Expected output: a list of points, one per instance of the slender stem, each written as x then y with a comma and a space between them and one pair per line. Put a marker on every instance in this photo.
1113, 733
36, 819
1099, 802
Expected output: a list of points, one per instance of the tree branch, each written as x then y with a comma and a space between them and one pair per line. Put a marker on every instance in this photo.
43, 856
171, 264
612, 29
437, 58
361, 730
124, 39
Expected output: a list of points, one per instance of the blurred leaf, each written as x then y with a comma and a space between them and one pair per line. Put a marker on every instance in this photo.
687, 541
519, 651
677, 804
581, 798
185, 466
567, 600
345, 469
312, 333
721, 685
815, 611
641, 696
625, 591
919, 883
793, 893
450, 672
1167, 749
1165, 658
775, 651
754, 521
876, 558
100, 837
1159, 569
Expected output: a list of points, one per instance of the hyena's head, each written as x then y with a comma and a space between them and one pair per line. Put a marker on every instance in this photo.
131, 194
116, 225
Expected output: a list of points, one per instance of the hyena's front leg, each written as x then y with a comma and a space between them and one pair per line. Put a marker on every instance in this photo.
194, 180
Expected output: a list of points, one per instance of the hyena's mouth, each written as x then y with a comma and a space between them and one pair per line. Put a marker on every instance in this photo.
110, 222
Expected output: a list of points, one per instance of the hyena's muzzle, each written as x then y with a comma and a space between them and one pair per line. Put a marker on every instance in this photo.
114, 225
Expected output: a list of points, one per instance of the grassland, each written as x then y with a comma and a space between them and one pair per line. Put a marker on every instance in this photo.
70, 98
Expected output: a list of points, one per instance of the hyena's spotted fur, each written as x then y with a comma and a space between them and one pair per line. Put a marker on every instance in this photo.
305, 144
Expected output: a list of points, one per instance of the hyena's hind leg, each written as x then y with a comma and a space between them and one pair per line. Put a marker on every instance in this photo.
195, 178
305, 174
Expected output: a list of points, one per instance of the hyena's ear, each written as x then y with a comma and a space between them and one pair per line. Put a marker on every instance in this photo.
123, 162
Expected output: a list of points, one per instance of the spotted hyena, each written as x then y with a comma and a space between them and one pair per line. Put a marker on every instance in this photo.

== == ==

REQUIRED WORK
Please set down each of the entries above exactly as given.

REPLY
Expected output: a list of points, one per instance of the slender stem, each written as x then y with a comma and a space between them and one pair per line. Put a marker on every instance in this photo.
1113, 733
36, 819
1099, 802
Expected output: a list of points, one per instance of the tree branch, each written as x then y with a comma and a space between them and one pair per line. Put a marker on every instance in this photo.
43, 856
171, 264
612, 29
437, 58
361, 730
124, 39
Expected output: a list of points, one per instance of the blurred leaf, each written as x then y with a comma and a space between them and one pair per line. Put a marker on every instance in this photo.
687, 541
519, 651
677, 804
581, 798
185, 466
567, 600
345, 469
312, 333
721, 685
815, 611
641, 696
625, 591
919, 883
793, 893
450, 672
1167, 749
1165, 658
775, 651
754, 521
876, 558
100, 837
1159, 569
Expected output: a list of points, one per instance of the hyena's head, each written as x then y with a comma and a space between them and one pair per line. Put a marker on every instance in this photo.
131, 194
116, 225
Expected output: a list of points, one per instance of the hyena's front leg, each written as x then y with a comma and a space between them and one pair per line. Put a marker on every instance in this photo.
194, 180
Expected output: a list of points, one per instance of the hyena's mouth, each written as x then y with a comma and a space between them and one pair per line. Put a marker on every instance in this photo.
110, 222
Expected output: a list of points, one per instance of the hyena's muzzle, each written as x then y with a comma and a space between them and one pair per line. Put a marker on every instance in this photo.
114, 225
Expected output: a list of points, one per instance of the grassland, each written as x then y with a comma and a space between them and one pair per line. Put a marker on every instance in this photo.
70, 98
Expected output: a list of points, one per instance of the hyena's spotted fur, each written as x then y with a comma and a space between them and one pair per line. Put a marker on every instance in this photo.
305, 144
Expected output: a list of points, one per instance of the hyena's hind leg, each written as x then y with a comma and a space between them and one pair per line. Put a marker on every instance in this photo.
195, 178
305, 174
Expected output: a list of points, one per instance of the hyena's ear, each written as x then y with a comma and a space between them and one pair per line. Put a marker on every instance in this photo.
123, 162
Expected output: a list of points, one per instance of the spotted hyena, each written as x then y with a comma and a space between them and one pair per line. Put a marker on every instance in this photo.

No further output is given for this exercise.